Task:
Restate the material verbatim, every line included.

Data to process: Begin

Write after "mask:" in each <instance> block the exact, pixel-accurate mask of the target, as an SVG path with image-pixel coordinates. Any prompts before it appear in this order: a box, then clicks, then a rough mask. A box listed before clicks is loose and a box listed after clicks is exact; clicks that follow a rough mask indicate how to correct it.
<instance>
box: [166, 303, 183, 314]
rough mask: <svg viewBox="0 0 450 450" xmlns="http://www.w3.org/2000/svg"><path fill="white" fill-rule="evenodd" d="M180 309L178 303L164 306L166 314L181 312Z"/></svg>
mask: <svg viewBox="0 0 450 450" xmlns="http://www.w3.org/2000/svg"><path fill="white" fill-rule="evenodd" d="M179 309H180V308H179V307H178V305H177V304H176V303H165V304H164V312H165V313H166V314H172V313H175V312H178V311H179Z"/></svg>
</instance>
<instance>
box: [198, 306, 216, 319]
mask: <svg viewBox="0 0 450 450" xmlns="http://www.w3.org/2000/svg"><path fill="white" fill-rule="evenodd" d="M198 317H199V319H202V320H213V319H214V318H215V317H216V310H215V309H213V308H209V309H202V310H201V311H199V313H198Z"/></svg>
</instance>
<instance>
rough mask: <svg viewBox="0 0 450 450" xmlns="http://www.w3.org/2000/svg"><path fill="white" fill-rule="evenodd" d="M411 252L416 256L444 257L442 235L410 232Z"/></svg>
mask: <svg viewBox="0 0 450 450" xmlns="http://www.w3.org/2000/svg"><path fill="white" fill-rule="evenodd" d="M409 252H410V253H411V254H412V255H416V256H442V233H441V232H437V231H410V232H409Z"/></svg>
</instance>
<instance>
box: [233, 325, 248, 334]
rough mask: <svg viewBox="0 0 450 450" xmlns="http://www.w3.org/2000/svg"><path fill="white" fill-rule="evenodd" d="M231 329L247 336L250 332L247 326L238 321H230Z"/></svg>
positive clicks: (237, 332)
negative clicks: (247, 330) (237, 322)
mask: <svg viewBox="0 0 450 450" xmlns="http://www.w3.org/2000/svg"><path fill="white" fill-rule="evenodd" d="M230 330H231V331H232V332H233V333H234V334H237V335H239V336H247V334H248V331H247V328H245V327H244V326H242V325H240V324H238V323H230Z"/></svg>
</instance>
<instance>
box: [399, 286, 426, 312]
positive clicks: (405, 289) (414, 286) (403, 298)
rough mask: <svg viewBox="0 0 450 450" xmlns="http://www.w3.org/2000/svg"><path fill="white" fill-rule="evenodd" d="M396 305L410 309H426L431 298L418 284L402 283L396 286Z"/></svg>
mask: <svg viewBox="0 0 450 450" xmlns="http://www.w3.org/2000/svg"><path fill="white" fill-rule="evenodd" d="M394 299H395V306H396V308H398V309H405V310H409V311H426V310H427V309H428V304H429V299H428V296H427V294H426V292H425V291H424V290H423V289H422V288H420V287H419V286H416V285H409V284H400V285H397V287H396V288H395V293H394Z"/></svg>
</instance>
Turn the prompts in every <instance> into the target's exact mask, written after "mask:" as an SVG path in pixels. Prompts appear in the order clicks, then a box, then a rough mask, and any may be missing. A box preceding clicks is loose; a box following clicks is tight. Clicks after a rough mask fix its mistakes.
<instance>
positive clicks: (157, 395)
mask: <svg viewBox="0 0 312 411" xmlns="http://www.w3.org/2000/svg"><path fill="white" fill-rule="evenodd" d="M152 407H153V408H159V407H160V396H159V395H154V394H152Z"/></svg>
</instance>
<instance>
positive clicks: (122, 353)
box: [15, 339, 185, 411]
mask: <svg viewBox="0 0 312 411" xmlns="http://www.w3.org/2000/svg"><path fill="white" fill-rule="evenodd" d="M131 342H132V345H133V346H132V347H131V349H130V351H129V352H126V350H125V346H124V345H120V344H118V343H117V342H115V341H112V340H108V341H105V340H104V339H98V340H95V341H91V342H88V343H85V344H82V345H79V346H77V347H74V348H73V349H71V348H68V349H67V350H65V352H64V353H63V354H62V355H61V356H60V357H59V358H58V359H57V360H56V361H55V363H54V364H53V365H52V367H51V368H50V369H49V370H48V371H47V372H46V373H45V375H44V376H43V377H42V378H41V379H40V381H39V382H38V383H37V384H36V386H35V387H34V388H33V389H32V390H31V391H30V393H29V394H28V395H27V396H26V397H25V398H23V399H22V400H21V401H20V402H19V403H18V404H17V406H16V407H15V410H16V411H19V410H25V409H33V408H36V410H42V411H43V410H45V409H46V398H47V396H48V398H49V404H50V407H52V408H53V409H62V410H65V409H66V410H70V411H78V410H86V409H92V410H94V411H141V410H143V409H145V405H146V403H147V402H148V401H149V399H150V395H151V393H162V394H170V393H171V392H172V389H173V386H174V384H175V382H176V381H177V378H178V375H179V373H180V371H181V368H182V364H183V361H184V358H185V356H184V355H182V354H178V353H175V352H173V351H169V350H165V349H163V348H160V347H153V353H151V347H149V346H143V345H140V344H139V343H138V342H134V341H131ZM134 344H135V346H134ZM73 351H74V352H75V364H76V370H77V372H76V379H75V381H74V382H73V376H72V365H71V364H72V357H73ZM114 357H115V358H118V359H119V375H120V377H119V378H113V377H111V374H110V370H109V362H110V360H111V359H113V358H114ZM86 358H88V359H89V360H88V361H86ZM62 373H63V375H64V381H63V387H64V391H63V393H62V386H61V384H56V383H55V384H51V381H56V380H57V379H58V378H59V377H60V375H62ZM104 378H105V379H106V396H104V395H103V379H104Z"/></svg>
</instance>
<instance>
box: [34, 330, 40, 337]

Data to process: End

Output for this task:
Write after "mask:" in each <instance> block the exact, pixel-accurate mask of the target, as an SVG path with image-pixel coordinates. Any prompts before it appear in this order: a box, then clicks, then a rough mask. A box listed before clicks is loose and a box listed after clicks is exact; clicks that follow a rough mask indicate how to correct it.
<instance>
box: [166, 303, 183, 314]
rough mask: <svg viewBox="0 0 450 450" xmlns="http://www.w3.org/2000/svg"><path fill="white" fill-rule="evenodd" d="M180 309L178 303L164 306L166 314L181 312Z"/></svg>
mask: <svg viewBox="0 0 450 450" xmlns="http://www.w3.org/2000/svg"><path fill="white" fill-rule="evenodd" d="M179 309H180V308H179V307H178V305H177V304H176V303H165V304H164V312H165V313H166V314H172V313H175V312H178V311H179Z"/></svg>
</instance>
<instance>
box: [198, 306, 216, 319]
mask: <svg viewBox="0 0 450 450" xmlns="http://www.w3.org/2000/svg"><path fill="white" fill-rule="evenodd" d="M198 317H199V319H202V320H213V319H214V318H215V317H216V310H215V309H213V308H209V309H202V310H201V311H199V313H198Z"/></svg>
</instance>
<instance>
rough mask: <svg viewBox="0 0 450 450" xmlns="http://www.w3.org/2000/svg"><path fill="white" fill-rule="evenodd" d="M411 252L416 256L444 257L442 235L410 232Z"/></svg>
mask: <svg viewBox="0 0 450 450" xmlns="http://www.w3.org/2000/svg"><path fill="white" fill-rule="evenodd" d="M409 252H410V253H411V254H412V255H416V256H442V233H441V232H437V231H410V232H409Z"/></svg>
</instance>
<instance>
box: [233, 325, 248, 334]
rough mask: <svg viewBox="0 0 450 450" xmlns="http://www.w3.org/2000/svg"><path fill="white" fill-rule="evenodd" d="M231 329L247 336L250 332L247 326L238 321H230Z"/></svg>
positive clicks: (237, 332)
negative clicks: (247, 330) (237, 322)
mask: <svg viewBox="0 0 450 450" xmlns="http://www.w3.org/2000/svg"><path fill="white" fill-rule="evenodd" d="M230 330H231V331H232V332H233V333H234V334H237V335H239V336H247V334H248V331H247V328H245V327H244V326H242V325H240V324H238V323H230Z"/></svg>
</instance>
<instance>
box: [399, 286, 426, 312]
positive clicks: (405, 289) (414, 286) (403, 298)
rough mask: <svg viewBox="0 0 450 450" xmlns="http://www.w3.org/2000/svg"><path fill="white" fill-rule="evenodd" d="M396 305L410 309H426L431 298L418 284L402 283L396 286Z"/></svg>
mask: <svg viewBox="0 0 450 450" xmlns="http://www.w3.org/2000/svg"><path fill="white" fill-rule="evenodd" d="M394 299H395V306H396V308H398V309H405V310H409V311H426V310H427V309H428V304H429V299H428V296H427V294H426V292H425V291H424V290H423V289H422V288H420V287H419V286H416V285H409V284H400V285H397V287H396V288H395V293H394Z"/></svg>
</instance>
Turn the prompts in every <instance> into the target's exact mask, written after "mask:" as an SVG path in pixels. Prompts appear in the order clicks, then a box, then a rough mask, and any may be missing. A box preceding clicks is loose; a box following clicks is tight. Clicks after a rough mask fix its mistakes.
<instance>
positive clicks: (157, 395)
mask: <svg viewBox="0 0 312 411" xmlns="http://www.w3.org/2000/svg"><path fill="white" fill-rule="evenodd" d="M152 407H153V408H159V407H160V396H159V395H154V394H152Z"/></svg>
</instance>
<instance>
positive clicks: (122, 353)
box: [15, 339, 185, 411]
mask: <svg viewBox="0 0 312 411" xmlns="http://www.w3.org/2000/svg"><path fill="white" fill-rule="evenodd" d="M131 342H132V345H133V346H132V347H131V349H130V351H129V352H126V350H125V346H124V345H120V344H118V343H117V342H115V341H112V340H108V341H105V340H104V339H98V340H95V341H91V342H88V343H85V344H82V345H79V346H77V347H74V348H73V349H71V348H68V349H67V350H65V352H64V353H63V354H62V355H61V356H60V357H59V358H58V359H57V360H56V361H55V363H54V364H53V365H52V367H51V368H50V369H49V370H48V371H47V372H46V373H45V375H44V376H43V377H42V378H41V379H40V381H39V382H38V383H37V384H36V386H35V387H34V388H33V389H32V390H31V391H30V393H29V394H28V395H27V396H26V397H25V398H23V399H22V400H21V401H20V402H19V403H18V404H17V406H16V407H15V410H16V411H19V410H25V409H33V408H36V410H42V411H43V410H45V409H46V398H47V396H48V398H49V404H50V407H52V408H53V409H62V410H65V409H66V410H70V411H78V410H86V409H92V410H94V411H141V410H143V409H145V405H146V403H147V402H148V401H149V399H150V395H151V393H162V394H170V393H171V392H172V389H173V386H174V384H175V382H176V381H177V378H178V375H179V373H180V371H181V368H182V364H183V361H184V358H185V356H184V355H182V354H178V353H175V352H173V351H169V350H165V349H163V348H160V347H153V353H151V347H149V346H143V345H140V344H139V343H138V342H134V341H131ZM134 344H135V346H134ZM73 351H74V352H75V364H76V370H77V372H76V379H75V381H74V382H73V376H72V365H71V364H72V357H73ZM114 357H115V358H118V359H119V375H120V377H119V378H113V377H111V374H110V370H109V362H110V360H111V359H113V358H114ZM86 358H88V359H89V360H88V361H86ZM62 373H63V375H64V381H63V387H64V391H63V393H62V386H61V384H56V383H55V384H51V381H56V380H57V379H58V378H59V377H60V375H62ZM104 378H105V379H106V396H104V395H103V379H104Z"/></svg>
</instance>
<instance>
box: [34, 330, 40, 337]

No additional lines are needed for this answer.